Extract →
Ratha Paasam () is a 1954 Indian Tamil-language drama film directed by R. S. Mani, written by C. V. Sridhar and produced by T. K. Muthusamy. The film stars T. K. Shanmugam, T. K. Bhagavathi, Anjali Devi, M. S. Draupadi, T. S. Balaiah and N. R. Vidyavathi. It is based on Sridhar's play of the same name. The film was a commercial success, and was later remade in Hindi as Bhai-Bhai (1956).

Plot 

Raja is a petty thief living around the streets of Bombay, indulging in pickpocketing. In the same city lives Rani, who makes a living through dancing. The two meet and fall in love. Raghu, the owner of a cycle company, lives luxuriously with his wife Sarala and children in Madras. Madhu, his manager, has been misappropriating the company's funds with the help of his lover Manorama who Raghu is later attracted to. The company is soon closed due to losses, putting Sarala and her children in poverty.

Raghu leaves for Bombay to seek new ventures, leaving his family behind. Sarala goes in search of him. One day, Raja steals Raghu's purse and discovers in it photographs which reveal that Raghu is his long-lost brother. He goes in search of Raghu, who does not recognise him. Sarala faces many troubles and after several incidents, all problems are solved and the family reunites.

Stored rows →
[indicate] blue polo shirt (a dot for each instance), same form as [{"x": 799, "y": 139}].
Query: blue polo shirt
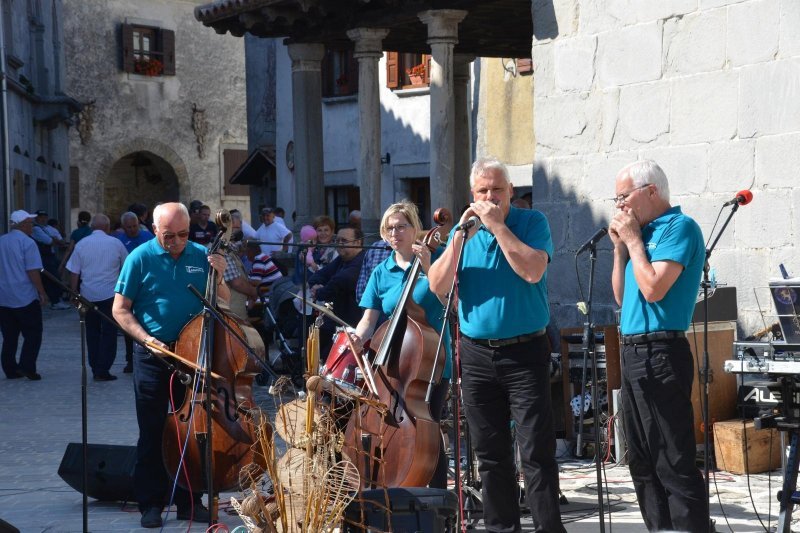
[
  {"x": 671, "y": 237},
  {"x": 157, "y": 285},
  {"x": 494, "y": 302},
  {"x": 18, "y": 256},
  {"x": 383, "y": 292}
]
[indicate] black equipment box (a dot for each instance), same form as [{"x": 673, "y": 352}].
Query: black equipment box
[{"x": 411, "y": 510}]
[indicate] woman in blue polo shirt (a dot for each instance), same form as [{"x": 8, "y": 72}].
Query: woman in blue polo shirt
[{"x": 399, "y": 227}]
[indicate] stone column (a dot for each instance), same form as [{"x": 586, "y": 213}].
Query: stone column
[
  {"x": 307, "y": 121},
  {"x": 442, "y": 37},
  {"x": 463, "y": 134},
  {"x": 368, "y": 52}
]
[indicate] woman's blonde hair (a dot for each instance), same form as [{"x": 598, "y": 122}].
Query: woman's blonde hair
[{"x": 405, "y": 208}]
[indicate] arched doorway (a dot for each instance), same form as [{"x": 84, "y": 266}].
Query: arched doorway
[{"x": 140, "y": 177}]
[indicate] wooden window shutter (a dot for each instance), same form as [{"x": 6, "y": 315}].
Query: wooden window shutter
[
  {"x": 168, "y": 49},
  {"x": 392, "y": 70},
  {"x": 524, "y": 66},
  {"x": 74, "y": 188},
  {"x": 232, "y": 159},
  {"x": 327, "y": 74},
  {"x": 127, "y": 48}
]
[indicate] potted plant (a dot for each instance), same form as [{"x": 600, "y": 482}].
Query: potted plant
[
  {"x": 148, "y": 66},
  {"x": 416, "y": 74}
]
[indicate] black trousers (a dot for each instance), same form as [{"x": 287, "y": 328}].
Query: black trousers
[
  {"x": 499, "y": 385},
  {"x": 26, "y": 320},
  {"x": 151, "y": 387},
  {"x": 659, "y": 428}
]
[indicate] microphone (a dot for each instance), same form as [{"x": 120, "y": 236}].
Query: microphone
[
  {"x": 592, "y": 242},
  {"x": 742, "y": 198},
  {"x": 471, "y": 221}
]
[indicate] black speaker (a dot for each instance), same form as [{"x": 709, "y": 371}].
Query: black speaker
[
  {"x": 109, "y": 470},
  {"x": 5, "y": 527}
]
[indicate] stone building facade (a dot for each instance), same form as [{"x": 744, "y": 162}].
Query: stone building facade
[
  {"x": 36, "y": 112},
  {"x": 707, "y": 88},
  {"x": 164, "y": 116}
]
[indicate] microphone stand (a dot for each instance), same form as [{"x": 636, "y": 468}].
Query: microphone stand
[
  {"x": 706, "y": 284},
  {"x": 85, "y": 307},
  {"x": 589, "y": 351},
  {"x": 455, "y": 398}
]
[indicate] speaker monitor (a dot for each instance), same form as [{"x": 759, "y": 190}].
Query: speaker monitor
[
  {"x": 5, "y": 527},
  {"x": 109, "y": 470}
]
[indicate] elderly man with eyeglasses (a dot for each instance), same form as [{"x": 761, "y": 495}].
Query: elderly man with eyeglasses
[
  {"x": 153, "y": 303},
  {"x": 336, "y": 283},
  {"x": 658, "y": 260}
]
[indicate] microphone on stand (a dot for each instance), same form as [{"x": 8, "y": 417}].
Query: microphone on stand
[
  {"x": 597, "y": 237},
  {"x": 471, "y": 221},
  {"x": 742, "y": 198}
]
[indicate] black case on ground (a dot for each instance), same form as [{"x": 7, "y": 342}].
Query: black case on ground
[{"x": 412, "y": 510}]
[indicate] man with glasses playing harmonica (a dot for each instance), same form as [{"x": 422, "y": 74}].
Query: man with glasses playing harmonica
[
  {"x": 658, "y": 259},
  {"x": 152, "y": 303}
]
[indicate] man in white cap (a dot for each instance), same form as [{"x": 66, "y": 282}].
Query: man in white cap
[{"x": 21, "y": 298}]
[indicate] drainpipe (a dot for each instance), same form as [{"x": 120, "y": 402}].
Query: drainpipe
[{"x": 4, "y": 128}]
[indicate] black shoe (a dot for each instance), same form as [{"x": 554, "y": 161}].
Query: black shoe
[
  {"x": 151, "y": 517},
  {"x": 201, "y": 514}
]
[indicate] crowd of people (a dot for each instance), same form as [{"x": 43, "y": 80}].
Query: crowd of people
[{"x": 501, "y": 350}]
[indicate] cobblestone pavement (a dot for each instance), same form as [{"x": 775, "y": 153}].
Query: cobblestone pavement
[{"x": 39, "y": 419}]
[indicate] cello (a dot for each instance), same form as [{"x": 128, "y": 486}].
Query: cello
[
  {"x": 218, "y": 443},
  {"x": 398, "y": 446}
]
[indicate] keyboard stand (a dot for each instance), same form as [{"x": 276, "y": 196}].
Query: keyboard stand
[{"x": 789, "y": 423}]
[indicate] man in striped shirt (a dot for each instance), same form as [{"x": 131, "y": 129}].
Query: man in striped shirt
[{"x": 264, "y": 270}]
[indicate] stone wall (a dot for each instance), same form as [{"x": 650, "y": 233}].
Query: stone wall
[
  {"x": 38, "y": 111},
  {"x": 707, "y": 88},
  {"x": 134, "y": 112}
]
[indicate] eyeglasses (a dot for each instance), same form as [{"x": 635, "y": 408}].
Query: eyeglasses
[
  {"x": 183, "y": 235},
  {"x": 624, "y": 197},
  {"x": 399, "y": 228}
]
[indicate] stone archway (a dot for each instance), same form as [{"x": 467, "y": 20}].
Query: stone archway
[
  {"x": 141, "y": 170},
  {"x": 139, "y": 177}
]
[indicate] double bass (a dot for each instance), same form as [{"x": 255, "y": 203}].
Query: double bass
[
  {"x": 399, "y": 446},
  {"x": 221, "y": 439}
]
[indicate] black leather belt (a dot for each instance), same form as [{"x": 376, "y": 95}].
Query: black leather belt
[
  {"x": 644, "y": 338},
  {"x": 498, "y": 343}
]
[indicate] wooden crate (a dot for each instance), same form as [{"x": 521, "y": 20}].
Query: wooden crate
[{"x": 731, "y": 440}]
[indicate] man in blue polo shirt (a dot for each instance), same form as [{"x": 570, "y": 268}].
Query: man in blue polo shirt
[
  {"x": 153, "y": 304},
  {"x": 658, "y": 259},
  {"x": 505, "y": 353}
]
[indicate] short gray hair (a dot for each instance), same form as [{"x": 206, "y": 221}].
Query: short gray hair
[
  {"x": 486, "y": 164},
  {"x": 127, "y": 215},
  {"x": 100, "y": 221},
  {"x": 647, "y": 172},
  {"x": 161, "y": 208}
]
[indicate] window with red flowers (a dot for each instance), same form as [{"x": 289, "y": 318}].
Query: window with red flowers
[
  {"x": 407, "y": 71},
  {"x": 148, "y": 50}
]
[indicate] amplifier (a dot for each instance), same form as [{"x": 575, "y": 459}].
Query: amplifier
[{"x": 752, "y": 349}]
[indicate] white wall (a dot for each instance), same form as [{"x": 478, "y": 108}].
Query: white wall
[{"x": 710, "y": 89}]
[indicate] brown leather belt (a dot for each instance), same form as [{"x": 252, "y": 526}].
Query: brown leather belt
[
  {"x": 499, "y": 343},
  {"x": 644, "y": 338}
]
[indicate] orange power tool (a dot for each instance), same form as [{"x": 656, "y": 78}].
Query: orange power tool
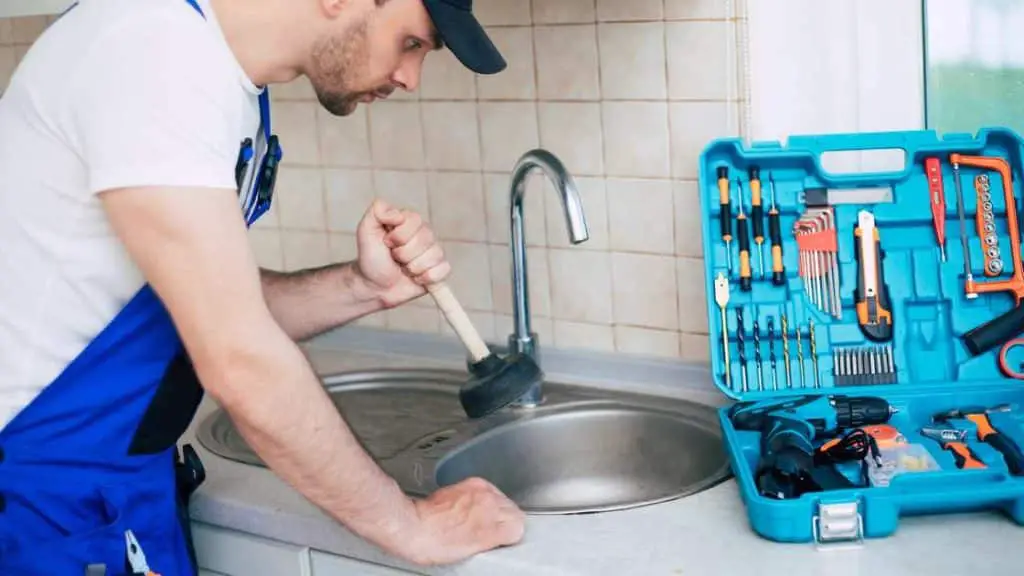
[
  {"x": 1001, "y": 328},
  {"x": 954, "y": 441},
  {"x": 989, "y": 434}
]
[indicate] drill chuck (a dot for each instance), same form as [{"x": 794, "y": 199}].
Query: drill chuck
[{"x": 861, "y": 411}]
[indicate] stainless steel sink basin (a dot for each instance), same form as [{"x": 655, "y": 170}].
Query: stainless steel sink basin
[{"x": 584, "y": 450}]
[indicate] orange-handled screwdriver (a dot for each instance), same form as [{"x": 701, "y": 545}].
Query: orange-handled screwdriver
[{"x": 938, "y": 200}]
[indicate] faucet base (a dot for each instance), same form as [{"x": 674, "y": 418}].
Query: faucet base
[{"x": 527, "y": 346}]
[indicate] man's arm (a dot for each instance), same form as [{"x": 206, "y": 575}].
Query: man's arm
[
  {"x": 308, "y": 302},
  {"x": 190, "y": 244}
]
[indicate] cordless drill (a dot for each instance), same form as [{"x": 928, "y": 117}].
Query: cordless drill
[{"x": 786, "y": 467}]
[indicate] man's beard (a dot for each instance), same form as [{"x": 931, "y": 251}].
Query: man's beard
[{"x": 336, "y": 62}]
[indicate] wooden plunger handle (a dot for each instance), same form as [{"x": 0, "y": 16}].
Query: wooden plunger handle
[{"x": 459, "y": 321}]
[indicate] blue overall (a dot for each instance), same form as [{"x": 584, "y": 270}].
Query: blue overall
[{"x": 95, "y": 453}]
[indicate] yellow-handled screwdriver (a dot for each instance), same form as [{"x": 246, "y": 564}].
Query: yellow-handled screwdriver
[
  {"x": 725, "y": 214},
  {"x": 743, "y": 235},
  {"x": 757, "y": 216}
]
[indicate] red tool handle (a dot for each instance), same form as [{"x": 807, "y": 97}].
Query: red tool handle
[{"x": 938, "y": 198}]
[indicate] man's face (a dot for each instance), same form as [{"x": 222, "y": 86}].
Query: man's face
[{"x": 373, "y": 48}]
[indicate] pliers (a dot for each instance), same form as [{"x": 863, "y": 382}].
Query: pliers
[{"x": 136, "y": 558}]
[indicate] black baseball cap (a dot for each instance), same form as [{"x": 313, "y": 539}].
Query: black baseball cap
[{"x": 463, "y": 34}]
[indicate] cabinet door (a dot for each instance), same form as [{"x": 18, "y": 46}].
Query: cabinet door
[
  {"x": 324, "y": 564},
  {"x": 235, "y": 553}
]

Directions →
[1] According to the Ratha Paasam article, in what language was the film later remade?
[2] Copy the passage of the Ratha Paasam article from "Raghu leaves for" to "the family reunites." word for word.
[3] Name every actor the Ratha Paasam article lists as starring in the film.

Full solutions →
[1] Hindi, as Bhai-Bhai (1956).

[2]
Raghu leaves for Bombay to seek new ventures, leaving his family behind. Sarala goes in search of him. One day, Raja steals Raghu's purse and discovers in it photographs which reveal that Raghu is his long-lost brother. He goes in search of Raghu, who does not recognise him. Sarala faces many troubles and after several incidents, all problems are solved and the family reunites.

[3] T. K. Shanmugam, T. K. Bhagavathi, Anjali Devi, M. S. Draupadi, T. S. Balaiah, N. R. Vidyavathi